▸ **OBJECTIVE**
Return the line containing "Question. For every instance of the man's face" and all lines after it exactly; stop at the end of the material.

▸ **DATA SHOWN**
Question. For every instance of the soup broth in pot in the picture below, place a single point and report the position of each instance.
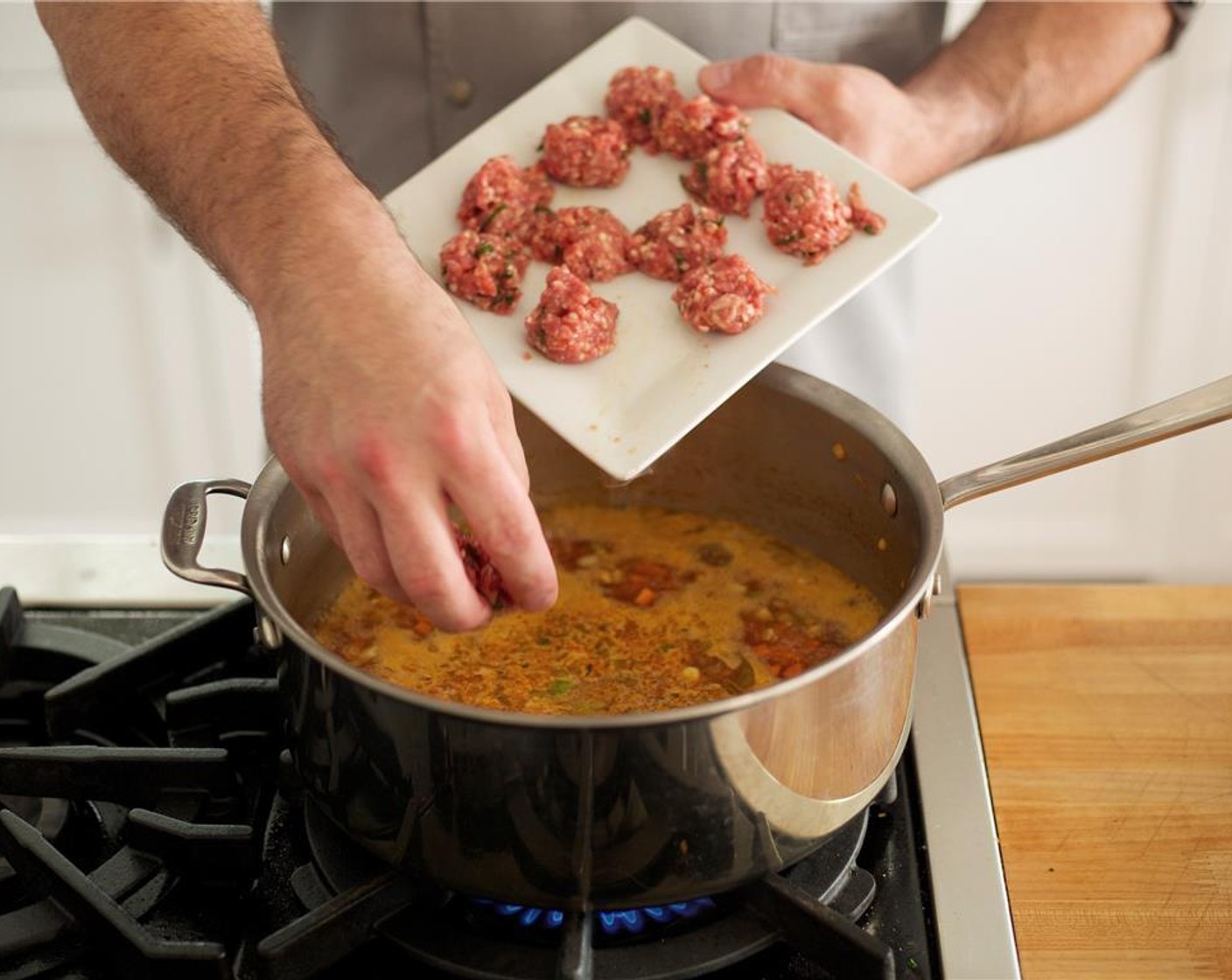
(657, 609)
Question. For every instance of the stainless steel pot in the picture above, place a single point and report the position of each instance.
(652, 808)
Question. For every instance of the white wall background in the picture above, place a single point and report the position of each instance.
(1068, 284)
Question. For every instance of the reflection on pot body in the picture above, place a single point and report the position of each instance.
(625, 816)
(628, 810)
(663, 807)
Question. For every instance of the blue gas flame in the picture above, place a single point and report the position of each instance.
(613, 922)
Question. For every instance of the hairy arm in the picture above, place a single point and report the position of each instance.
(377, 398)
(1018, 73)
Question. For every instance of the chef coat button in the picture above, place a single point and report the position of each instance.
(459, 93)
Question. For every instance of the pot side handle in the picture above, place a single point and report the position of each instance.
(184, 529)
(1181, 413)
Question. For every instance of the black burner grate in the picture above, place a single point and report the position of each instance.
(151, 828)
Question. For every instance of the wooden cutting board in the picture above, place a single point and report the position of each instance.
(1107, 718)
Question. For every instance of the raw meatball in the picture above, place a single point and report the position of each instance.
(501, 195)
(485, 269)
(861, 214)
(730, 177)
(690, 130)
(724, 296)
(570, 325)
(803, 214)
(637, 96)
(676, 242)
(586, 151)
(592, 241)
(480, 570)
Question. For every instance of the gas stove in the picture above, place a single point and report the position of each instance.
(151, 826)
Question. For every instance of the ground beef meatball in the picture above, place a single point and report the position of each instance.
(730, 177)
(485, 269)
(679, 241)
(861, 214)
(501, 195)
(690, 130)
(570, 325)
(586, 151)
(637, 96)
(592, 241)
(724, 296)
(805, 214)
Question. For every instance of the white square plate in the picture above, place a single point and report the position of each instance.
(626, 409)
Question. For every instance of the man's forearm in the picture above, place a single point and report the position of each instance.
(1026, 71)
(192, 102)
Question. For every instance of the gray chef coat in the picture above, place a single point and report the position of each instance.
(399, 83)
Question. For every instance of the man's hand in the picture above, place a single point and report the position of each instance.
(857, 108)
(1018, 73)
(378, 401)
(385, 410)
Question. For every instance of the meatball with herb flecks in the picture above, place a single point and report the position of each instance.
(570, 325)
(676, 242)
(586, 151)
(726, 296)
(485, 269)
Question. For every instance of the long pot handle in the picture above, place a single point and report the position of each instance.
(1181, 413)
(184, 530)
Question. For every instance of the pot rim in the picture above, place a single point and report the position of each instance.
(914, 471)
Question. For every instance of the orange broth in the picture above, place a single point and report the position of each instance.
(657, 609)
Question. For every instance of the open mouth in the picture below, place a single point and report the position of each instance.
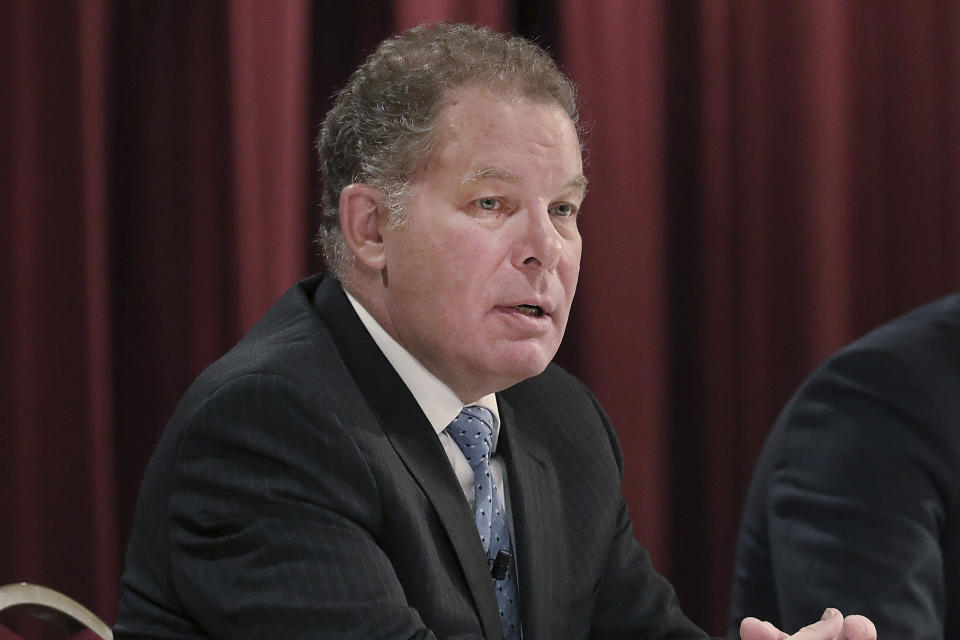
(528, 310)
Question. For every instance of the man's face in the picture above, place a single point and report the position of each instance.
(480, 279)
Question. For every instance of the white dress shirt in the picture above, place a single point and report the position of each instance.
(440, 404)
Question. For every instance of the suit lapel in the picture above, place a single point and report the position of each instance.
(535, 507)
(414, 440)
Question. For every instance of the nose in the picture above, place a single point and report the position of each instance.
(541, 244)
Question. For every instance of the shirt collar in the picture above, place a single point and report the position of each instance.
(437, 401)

▸ **RIGHT ANSWER**
Question. For every instance of the man's face in the picture above, place a single point and report the position of each instance.
(480, 279)
Question. For every instance of the white dress shirt in the picture above, place a single point and report the position of each instance.
(440, 404)
Question. For every instance of the suit lapel in the picture above, place a single point and report the position of each instance.
(535, 507)
(414, 440)
Question. For every instance of the nose in the picture above, place a single point and report the position of each instance.
(541, 244)
Question. For every instance of the shirt collar in the picture above, place a single point and report the position of each instance.
(437, 401)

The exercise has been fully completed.